--- EXTRACTED ENTRIES ---

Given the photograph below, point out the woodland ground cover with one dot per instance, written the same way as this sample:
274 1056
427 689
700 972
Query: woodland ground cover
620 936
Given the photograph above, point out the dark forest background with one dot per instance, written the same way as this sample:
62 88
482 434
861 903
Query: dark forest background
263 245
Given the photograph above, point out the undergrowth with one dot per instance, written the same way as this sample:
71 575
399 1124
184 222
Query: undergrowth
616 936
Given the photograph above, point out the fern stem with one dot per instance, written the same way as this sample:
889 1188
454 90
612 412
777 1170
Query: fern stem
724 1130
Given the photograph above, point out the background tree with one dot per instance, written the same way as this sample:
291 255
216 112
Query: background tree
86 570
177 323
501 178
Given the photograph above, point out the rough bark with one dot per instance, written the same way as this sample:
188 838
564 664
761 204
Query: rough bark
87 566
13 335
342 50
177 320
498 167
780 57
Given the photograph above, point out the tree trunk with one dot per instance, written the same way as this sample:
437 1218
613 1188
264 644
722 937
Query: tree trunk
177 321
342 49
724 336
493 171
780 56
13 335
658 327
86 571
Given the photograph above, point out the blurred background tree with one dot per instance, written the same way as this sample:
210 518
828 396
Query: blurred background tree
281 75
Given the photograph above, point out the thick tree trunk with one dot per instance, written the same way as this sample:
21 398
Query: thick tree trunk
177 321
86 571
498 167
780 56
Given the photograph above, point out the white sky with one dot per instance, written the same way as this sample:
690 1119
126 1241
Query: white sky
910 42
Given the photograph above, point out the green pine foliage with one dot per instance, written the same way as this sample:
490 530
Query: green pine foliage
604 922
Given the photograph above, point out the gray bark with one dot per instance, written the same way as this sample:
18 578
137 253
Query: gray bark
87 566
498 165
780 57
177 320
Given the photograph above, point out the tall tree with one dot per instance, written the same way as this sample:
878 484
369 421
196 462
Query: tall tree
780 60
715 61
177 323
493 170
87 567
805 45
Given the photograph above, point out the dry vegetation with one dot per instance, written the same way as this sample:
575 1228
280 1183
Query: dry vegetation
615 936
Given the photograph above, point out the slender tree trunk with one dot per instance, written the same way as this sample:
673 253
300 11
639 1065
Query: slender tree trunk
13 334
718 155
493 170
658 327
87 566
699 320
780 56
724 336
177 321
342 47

---

WORK INSTRUCTIONS: Turn every line of the listing above into a Markdown table with two columns, No. and Entry: put a running row number under No. and the line under Entry, and leave out any blank lines.

EXERCISE RESULT:
| No. | Entry |
|---|---|
| 1 | Given the photograph below, point out the woodland ground cover with one dot per instance, written the same way as this sample: |
| 2 | 274 1056 |
| 3 | 427 689 |
| 4 | 700 972 |
| 5 | Query: woodland ground cover |
| 6 | 620 936 |
| 7 | Given the photograph above, point out the dark forest background with one dot per instance, written the same way as this sample: |
| 8 | 62 88 |
| 9 | 482 434 |
| 10 | 861 903 |
| 11 | Query: dark forest background |
| 12 | 263 245 |
| 13 | Given the photograph above, point out the undergrowth with one dot per instance, written the same way as this sample: |
| 14 | 71 575 |
| 15 | 399 1124 |
| 16 | 184 222 |
| 17 | Query: undergrowth |
| 18 | 616 936 |
| 19 | Given the photograph above, point out the fern stem with one dot per instance, written the same way as this sample: |
| 20 | 889 1188 |
| 21 | 454 90 |
| 22 | 612 412 |
| 23 | 777 1170 |
| 24 | Query: fern stem |
| 25 | 724 1130 |
| 26 | Given the photograph above, point out the background tree with one dot per instance, written the same way as this sample: |
| 27 | 291 255 |
| 28 | 216 112 |
| 29 | Query: background tree |
| 30 | 86 570 |
| 31 | 177 323 |
| 32 | 501 178 |
| 33 | Given the photograph above, point out the rough bark with one dot per instance, written the same way as this sample: |
| 34 | 188 838 |
| 35 | 564 664 |
| 36 | 761 204 |
| 37 | Query: rough bark |
| 38 | 87 566 |
| 39 | 13 335 |
| 40 | 342 50 |
| 41 | 177 320 |
| 42 | 498 167 |
| 43 | 780 57 |
| 44 | Given the photograph above, point out the tree trunk with one dot per instance, written the same way as this sample: |
| 45 | 437 1218 |
| 46 | 613 1188 |
| 47 | 264 644 |
| 48 | 722 937 |
| 49 | Query: tree trunk |
| 50 | 177 321 |
| 51 | 342 49 |
| 52 | 724 336 |
| 53 | 493 171 |
| 54 | 780 56 |
| 55 | 13 335 |
| 56 | 658 327 |
| 57 | 86 571 |
| 58 | Given the photograph above, point out the blurred background tree with one dot per instance, written the same way as this sample: |
| 59 | 210 518 |
| 60 | 828 396 |
| 61 | Query: blurred background tree |
| 62 | 281 75 |
| 63 | Given the photograph above, point out the thick tree trunk with one dot per instance, written the same way as this sample: |
| 64 | 21 398 |
| 65 | Query: thick tree trunk |
| 66 | 177 321 |
| 67 | 86 571 |
| 68 | 498 167 |
| 69 | 780 56 |
| 70 | Given the photograph above, point out the white sky with one dot per instance, written the same way as this sample: |
| 71 | 690 1119 |
| 72 | 126 1241 |
| 73 | Query: white sky |
| 74 | 910 42 |
| 75 | Given the photograph above, point out the green pine foliage with one dot per instance, written the same way as this sample: |
| 76 | 490 530 |
| 77 | Query: green pine foliage |
| 78 | 604 922 |
| 79 | Given the photograph above, point out the gray bark with one dot per instance, written the same way as this sample: |
| 80 | 18 578 |
| 81 | 137 253 |
| 82 | Query: gray bark |
| 83 | 87 566 |
| 84 | 498 165 |
| 85 | 780 57 |
| 86 | 177 320 |
| 87 | Given the photograph above, point out the tall tree with one dot per instance, written the same way as this sample: |
| 88 | 878 484 |
| 89 | 369 421 |
| 90 | 196 462 |
| 91 | Query: tall tree |
| 92 | 780 60 |
| 93 | 715 61 |
| 94 | 177 323 |
| 95 | 493 170 |
| 96 | 87 567 |
| 97 | 805 45 |
| 98 | Given the photograph above, point out the dry vegetation with one dot per instance, written the same way as this sample: |
| 99 | 575 1228 |
| 100 | 280 1183 |
| 101 | Query: dry vegetation |
| 102 | 615 936 |
| 103 | Given the photograph above, point out the slender tree trunk with one dot per instance, written the same way as this sample: |
| 104 | 673 253 |
| 105 | 300 11 |
| 106 | 639 1065 |
| 107 | Query: slender tree trunk |
| 108 | 13 334 |
| 109 | 718 155 |
| 110 | 493 170 |
| 111 | 658 327 |
| 112 | 87 566 |
| 113 | 699 320 |
| 114 | 780 56 |
| 115 | 724 336 |
| 116 | 177 321 |
| 117 | 342 47 |